**ASSIGNMENT**
Once you have read the listing, retype all of it exactly.

---------- SOURCE DATA

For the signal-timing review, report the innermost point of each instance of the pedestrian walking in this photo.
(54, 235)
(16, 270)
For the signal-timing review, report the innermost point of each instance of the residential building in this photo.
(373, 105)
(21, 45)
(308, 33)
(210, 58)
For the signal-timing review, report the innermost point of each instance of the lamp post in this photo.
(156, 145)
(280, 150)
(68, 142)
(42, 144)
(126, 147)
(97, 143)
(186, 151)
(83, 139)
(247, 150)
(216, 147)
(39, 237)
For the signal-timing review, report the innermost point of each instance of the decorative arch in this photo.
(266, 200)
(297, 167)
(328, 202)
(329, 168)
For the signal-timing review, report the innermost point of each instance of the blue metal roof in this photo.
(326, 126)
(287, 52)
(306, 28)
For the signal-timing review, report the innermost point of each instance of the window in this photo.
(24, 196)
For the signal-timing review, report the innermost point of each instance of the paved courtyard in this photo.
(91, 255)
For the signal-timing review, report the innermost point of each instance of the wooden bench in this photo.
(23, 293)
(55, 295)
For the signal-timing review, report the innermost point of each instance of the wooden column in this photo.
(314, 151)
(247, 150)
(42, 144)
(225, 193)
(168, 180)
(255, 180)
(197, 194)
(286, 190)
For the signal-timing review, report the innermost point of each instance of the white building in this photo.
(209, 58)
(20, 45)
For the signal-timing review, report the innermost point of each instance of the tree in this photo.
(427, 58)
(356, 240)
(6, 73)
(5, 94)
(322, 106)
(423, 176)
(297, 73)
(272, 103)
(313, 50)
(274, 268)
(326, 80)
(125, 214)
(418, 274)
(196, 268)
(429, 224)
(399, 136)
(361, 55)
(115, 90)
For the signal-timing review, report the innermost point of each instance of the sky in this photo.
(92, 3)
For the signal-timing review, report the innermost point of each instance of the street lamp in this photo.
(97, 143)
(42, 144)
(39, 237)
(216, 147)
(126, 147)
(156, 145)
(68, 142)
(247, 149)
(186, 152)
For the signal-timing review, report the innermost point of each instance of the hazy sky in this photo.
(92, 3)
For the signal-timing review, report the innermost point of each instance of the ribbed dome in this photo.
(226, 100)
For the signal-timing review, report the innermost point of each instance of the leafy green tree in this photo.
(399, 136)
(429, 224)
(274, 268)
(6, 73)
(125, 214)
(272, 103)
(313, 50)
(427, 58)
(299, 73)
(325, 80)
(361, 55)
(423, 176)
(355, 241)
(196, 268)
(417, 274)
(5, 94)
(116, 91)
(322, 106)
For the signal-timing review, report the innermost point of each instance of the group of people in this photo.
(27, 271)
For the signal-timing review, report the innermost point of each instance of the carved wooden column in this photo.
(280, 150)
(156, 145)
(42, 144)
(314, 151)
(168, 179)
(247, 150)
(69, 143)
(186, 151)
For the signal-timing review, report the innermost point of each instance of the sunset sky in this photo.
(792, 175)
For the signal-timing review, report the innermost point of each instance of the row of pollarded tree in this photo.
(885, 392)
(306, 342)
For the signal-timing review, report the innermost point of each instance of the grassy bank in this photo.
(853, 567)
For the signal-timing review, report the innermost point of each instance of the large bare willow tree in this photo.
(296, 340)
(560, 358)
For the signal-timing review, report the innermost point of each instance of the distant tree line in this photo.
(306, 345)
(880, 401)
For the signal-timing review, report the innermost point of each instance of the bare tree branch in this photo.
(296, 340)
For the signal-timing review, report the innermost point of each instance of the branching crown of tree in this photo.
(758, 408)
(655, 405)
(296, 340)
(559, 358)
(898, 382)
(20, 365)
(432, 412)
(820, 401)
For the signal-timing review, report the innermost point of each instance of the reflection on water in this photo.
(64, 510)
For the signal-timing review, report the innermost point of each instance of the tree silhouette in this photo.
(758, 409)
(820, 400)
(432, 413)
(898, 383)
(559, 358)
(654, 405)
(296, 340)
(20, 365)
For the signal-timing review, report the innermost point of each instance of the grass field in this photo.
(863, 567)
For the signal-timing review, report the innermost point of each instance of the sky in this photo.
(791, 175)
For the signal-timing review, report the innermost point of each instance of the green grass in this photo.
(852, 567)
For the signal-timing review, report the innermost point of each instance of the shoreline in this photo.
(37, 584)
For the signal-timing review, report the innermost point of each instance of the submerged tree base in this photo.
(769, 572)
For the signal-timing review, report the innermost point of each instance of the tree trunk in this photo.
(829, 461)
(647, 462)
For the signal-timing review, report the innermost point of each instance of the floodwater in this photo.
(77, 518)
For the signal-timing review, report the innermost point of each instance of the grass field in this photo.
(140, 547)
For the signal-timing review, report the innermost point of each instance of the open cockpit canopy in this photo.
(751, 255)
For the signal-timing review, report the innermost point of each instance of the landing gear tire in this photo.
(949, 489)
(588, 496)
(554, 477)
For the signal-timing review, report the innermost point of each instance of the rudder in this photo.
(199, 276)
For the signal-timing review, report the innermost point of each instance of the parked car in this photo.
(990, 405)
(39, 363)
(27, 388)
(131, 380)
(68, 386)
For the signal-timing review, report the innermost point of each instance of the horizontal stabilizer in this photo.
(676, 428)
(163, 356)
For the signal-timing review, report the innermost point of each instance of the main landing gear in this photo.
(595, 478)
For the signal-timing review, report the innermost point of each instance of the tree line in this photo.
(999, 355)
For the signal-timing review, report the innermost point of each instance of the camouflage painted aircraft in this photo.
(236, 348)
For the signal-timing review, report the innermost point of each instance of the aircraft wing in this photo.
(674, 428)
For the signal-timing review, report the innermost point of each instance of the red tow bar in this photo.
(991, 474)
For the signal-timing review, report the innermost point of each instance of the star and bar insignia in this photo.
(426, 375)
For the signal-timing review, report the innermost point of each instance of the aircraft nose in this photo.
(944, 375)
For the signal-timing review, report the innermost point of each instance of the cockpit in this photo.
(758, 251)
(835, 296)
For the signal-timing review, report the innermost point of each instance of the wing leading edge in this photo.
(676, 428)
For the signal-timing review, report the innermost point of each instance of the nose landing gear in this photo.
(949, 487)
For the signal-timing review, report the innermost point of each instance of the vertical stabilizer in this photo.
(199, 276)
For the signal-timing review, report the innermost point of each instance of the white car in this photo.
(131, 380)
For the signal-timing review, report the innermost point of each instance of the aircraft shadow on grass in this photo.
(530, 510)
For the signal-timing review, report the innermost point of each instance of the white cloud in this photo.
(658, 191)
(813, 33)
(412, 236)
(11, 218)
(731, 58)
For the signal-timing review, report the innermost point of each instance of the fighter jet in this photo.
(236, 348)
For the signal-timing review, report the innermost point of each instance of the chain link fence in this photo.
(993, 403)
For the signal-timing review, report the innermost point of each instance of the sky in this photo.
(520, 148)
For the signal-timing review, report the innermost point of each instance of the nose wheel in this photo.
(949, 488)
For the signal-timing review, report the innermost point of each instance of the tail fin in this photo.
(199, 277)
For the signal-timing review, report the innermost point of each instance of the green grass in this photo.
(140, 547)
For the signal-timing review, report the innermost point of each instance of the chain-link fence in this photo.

--------------------

**ANSWER TO THE PROBLEM**
For the signal-timing review, report the innermost point of each instance of the pedestrian walking in this photo.
(54, 235)
(16, 270)
For the signal-timing review, report the innermost point of each instance of the residential building in this photo.
(373, 105)
(21, 45)
(308, 33)
(210, 58)
For the signal-timing review, report the innermost point of each instance of the lamp post in this photo.
(156, 145)
(280, 150)
(68, 142)
(42, 144)
(126, 147)
(97, 143)
(186, 151)
(83, 139)
(247, 150)
(216, 147)
(39, 237)
For the signal-timing review, report the innermost point of each instance of the decorative arch in this photo.
(266, 200)
(297, 167)
(328, 202)
(329, 168)
For the signal-timing review, report the innermost point of each instance of the blue metal roof in this photo.
(326, 126)
(287, 52)
(306, 28)
For the signal-timing review, report the innermost point of each instance of the window in this photo.
(24, 196)
For the signal-timing review, report the innermost point of each instance of the paved courtyard in this photo.
(91, 255)
For the signal-timing review, report the innermost point of each instance of the wooden bench in this photo.
(23, 293)
(55, 295)
For the signal-timing review, report the innermost point of each instance of the wooden column in this photo.
(314, 151)
(247, 150)
(42, 144)
(225, 193)
(168, 180)
(255, 180)
(197, 194)
(286, 190)
For the signal-timing review, report the innermost point of each instance of the white building in this photo.
(209, 58)
(20, 45)
For the signal-timing review, report the innermost point of each instance of the tree in this photo.
(427, 58)
(356, 240)
(6, 73)
(5, 94)
(322, 106)
(423, 176)
(297, 73)
(272, 103)
(313, 50)
(274, 268)
(326, 80)
(125, 214)
(418, 274)
(196, 268)
(429, 224)
(399, 136)
(361, 55)
(115, 90)
For the signal-timing review, report the innermost point of each instance of the sky in this photo.
(92, 3)
For the signal-timing review, report the innermost point of each instance of the street lamp in this photo.
(97, 143)
(42, 144)
(39, 237)
(216, 147)
(126, 147)
(156, 145)
(68, 142)
(247, 149)
(186, 152)
For the signal-timing review, report the innermost point of each instance of the hazy sky in this photo.
(92, 3)
For the signal-timing review, report the innermost point of each instance of the ribbed dome in this photo.
(226, 100)
For the signal-timing review, report the innermost point of each instance of the leafy green tree in this photo.
(399, 136)
(429, 224)
(274, 268)
(6, 73)
(125, 214)
(272, 103)
(313, 50)
(427, 58)
(299, 73)
(325, 80)
(361, 55)
(423, 176)
(355, 241)
(196, 268)
(417, 274)
(5, 94)
(116, 91)
(322, 106)
For the signal-timing review, report the innermost point of each instance of the group of people in this photo.
(27, 271)
For the signal-timing review, report the innermost point of each instance of the carved wooden column in this photo.
(280, 150)
(156, 145)
(42, 144)
(314, 151)
(168, 179)
(247, 150)
(69, 143)
(186, 151)
For the signal-timing review, report the innermost point of each instance of the sunset sky in this photo.
(792, 175)
For the signal-timing review, report the innermost point of each instance of the row of pollarded tree in this photo.
(885, 392)
(306, 342)
For the signal-timing review, report the innermost point of each instance of the grassy bank in this photo.
(853, 567)
For the signal-timing review, report the innermost point of each instance of the large bare willow tree in this photo.
(296, 340)
(560, 358)
For the signal-timing review, report the innermost point of each instance of the distant tree line in this photo.
(306, 345)
(880, 401)
For the signal-timing review, report the innermost point of each instance of the bare tree branch in this photo.
(296, 340)
For the signal-timing review, report the innermost point of each instance of the branching crown of tree in this photo.
(758, 408)
(655, 405)
(296, 340)
(559, 358)
(898, 382)
(20, 365)
(432, 412)
(820, 401)
For the signal-timing review, report the innermost point of each instance of the reflection on water in this photo.
(64, 510)
For the signal-timing review, report the innermost point of each instance of the tree silhouette in this photo.
(758, 409)
(820, 400)
(432, 413)
(898, 383)
(559, 358)
(654, 405)
(296, 340)
(20, 365)
For the signal-timing review, report the innermost point of each instance of the grass field in this photo.
(863, 567)
For the signal-timing review, report the innermost point of each instance of the sky in this photo.
(791, 175)
For the signal-timing review, report the innermost point of each instance of the green grass in this photo.
(852, 567)
For the signal-timing review, report the innermost point of each instance of the shoreline in this photo.
(37, 584)
For the signal-timing review, report the innermost point of each instance of the submerged tree base in this photo.
(769, 572)
For the signal-timing review, report the innermost point of each instance of the tree trunk in this photo.
(829, 461)
(647, 462)
For the signal-timing review, report the innermost point of each instance of the floodwater in this photo.
(77, 518)
For the signal-timing review, report the innermost point of each instance of the grass field in this photo.
(140, 547)
For the signal-timing review, report the innermost point of each instance of the open cockpit canopy in this photo.
(751, 255)
For the signal-timing review, report the innermost point of each instance of the landing gear tire in this photo.
(949, 489)
(588, 496)
(554, 477)
For the signal-timing review, report the innermost point of each instance of the rudder in this photo.
(199, 276)
For the signal-timing review, report the innermost point of each instance of the parked car in this photo.
(990, 405)
(39, 363)
(27, 388)
(131, 380)
(68, 386)
For the signal-timing review, report the innermost point of each instance of the horizontal stabilizer in this photo.
(676, 428)
(163, 356)
For the signal-timing review, report the innermost point of each instance of the main landing gear in this photo.
(595, 478)
For the signal-timing review, report the innermost point of each instance of the tree line in this photo.
(999, 355)
For the signal-timing review, report the innermost point of each instance of the camouflage painted aircraft in this photo.
(236, 348)
For the signal-timing review, report the innermost point of each instance of the aircraft wing in this photo.
(674, 428)
For the signal-timing review, report the innermost point of each instance of the red tow bar in this photo.
(991, 474)
For the signal-timing review, report the innermost point of each instance of the star and bar insignia in this photo.
(426, 375)
For the signal-timing review, report the innermost point of each instance of the aircraft nose in this photo.
(944, 375)
For the signal-timing review, report the innermost point of each instance of the cockpit in this photo.
(758, 251)
(835, 296)
For the signal-timing review, report the innermost point of each instance of the wing leading edge in this photo.
(676, 428)
For the signal-timing review, report the innermost point of each instance of the nose landing gear in this photo.
(949, 487)
For the signal-timing review, report the innermost point of each instance of the vertical stabilizer in this photo.
(199, 276)
For the signal-timing review, report the innermost point of each instance of the white car in this photo.
(131, 380)
For the signal-timing review, report the innermost point of each instance of the aircraft shadow on grass in this photo.
(530, 510)
For the signal-timing review, report the innermost point of each instance of the white cloud in this photo.
(658, 191)
(813, 33)
(412, 236)
(11, 218)
(731, 58)
For the signal-timing review, report the innermost point of each instance of the fighter jet in this photo.
(236, 348)
For the signal-timing review, report the innermost point of each instance of the chain link fence in this photo.
(993, 403)
For the signal-timing review, report the innermost point of each instance of the sky in this photo.
(520, 148)
For the signal-timing review, report the innermost point of each instance of the nose wheel in this photo.
(949, 488)
For the signal-timing review, report the innermost point of each instance of the tail fin in this photo.
(199, 277)
For the signal-timing review, report the innermost point of each instance of the green grass in this photo.
(140, 547)
For the signal-timing review, report the innermost point of each instance of the chain-link fence in this photo.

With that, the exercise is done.